Отрывок =>
==============================
Опубликовано в журнале Звезда, номер 12, 2009
Глобальное потепление: домыслы и факты
О глобальном потеплении сейчас говорят как о техногенной катастрофе, вызванной бездумной хозяйственной деятельностью человечества. Этой актуальнейшей теме посвящено бесчисленное количество публикаций в прессе, в которых — независимо от того, респектабельное это издание или бульварный листок, — серьезная научная проблема трактуется неизменно в неряшливо-поверхностном журналистском стиле, да к тому же еще и в эмоциональном до истеричности тоне. Логотипом этой истерии стали апокалиптического вида картинки обрушивающихся шельфовых ледников (которые, между нами говоря, будут обрушиваться всегда — уже по той простой причине, что вода теплее льда при любом климате), а также грозно “дымящих” градирен атомных электростанций, из которых по определению не может выделяться ничего, кроме водяного пара и капельной воды.
Если подойти к проблеме глобального потепления с научными критериями, то самый первый вопрос, который возникает: а происходит ли вообще это пресловутое потепление? Как ни странно, на этот, казалось бы, праздный вопрос однозначного ответа до сих пор нет. Безусловно, в пользу глобального потепления свидетельствуют несколько довольно весомых фактов, но ни один не является стопроцентно убедительным, на каждый из них имеется свое “но”. Важнейшим из этих фактов можно считать зафиксированный наземными метеостанциями рост средней температуры воздуха у поверхности Земли на 0.7╟С за последние сто пятьдесят лет, что по климатологическим критериям немало. Однако рост этот не был постоянным: за указанный период наблюдалось два цикла потепления и последующего похолодания, третье потепление, начавшееся в 1970-е годы, продолжается до сих пор. Само наличие этих температурных волн настораживает: ведь объем промышленных выбросов (на которые списывается потепление) все это время нарастал неуклонно, свидетельством чему является знаменитая “хоккейная клюшка” — резкий скачок концентрации углекислого газа как раз в тот момент, когда в Англии произошла “промышленная революция”, после чего концентрация углекислоты в атмосфере стала расти взрывным образом — по крутой экспоненте.
Серьезным свидетельством в пользу потепления климата является таяние льдов. Быстрее всего в настоящее время тают горные ледники, в частности в Альпах, однако в планетарном масштабе льда в горных ледниках не так уж много. Куда весомее тот факт, что тает гренландский ледниковый щит, в котором сосредоточено около восьми процентов всего ледового покрова Земли: за последние полвека его толщина уменьшилась на четырнадцать метров! Также и арктический морской лед за последнее двадцатилетие прошлого века потерял почти шесть процентов своей площади. Таянию льдов приписывается повышение уровня океана: за последнее десятилетие прошлого века это повышение составило восемь миллиметров. Заметно тают и шельфовые (прибрежные) ледники Антарктики. Но — что чрезвычайно важно — сам антарктический щит не только не тает, но, похоже, даже нарастает. Мы пока не знаем, насколько интенсивно он нарастает, но вполне возможно, что его нарастания достаточно для того, чтобы компенсировать потепление на всем остальном земном шаре. Так что из всех перечисленных, твердо установленных фактов еще вовсе не следует, что наблюдаемое в том или ином регионе Земли потепление является действительно глобальным и действительно устойчивым, а не локальным и временным.
==============================
Исходные данные =>

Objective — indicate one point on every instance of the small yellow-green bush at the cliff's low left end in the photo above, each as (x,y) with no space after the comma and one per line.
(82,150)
==============================
Продолжите статью о глобальном потеплении, начав сразу после её последнего предложения.

И уж тем более отсюда никак не следует, что это потепление обусловлено именно хозяйственной деятельностью человека. В современной климатологии есть несколько точек зрения на проблему глобального потепления. Ряд исследователей признает решающую роль углекислого газа, но лишь того, который не имеет техногенного происхождения. Есть исследователи, отрицающие решающую роль углекислоты вообще и отдающие предпочтение солнечной гипотезе. Есть сторонники аэрозольной гипотезы. Есть влиятельные ученые, которые считают главным фактором изменения климата нелинейные автоколебательные процессы в системе океан—атмосфера. Наконец, есть и такие оригиналы (при этом — профессиональные климатологи), которые вообще отрицают факт глобального потепления — и у них для этого, как ни странно, имеются довольно серьезные аргументы. Для того чтобы разобраться в спектре всех этих воззрений, рассмотрим факторы изменчивости теплового баланса Земли. Этих факторов не так уж много: проникновение в атмосферу солнечной радиации, отражение части радиации Землей, прозрачность атмосферы, парниковый эффект атмосферных газов и взаимодействие атмосферы с океаном.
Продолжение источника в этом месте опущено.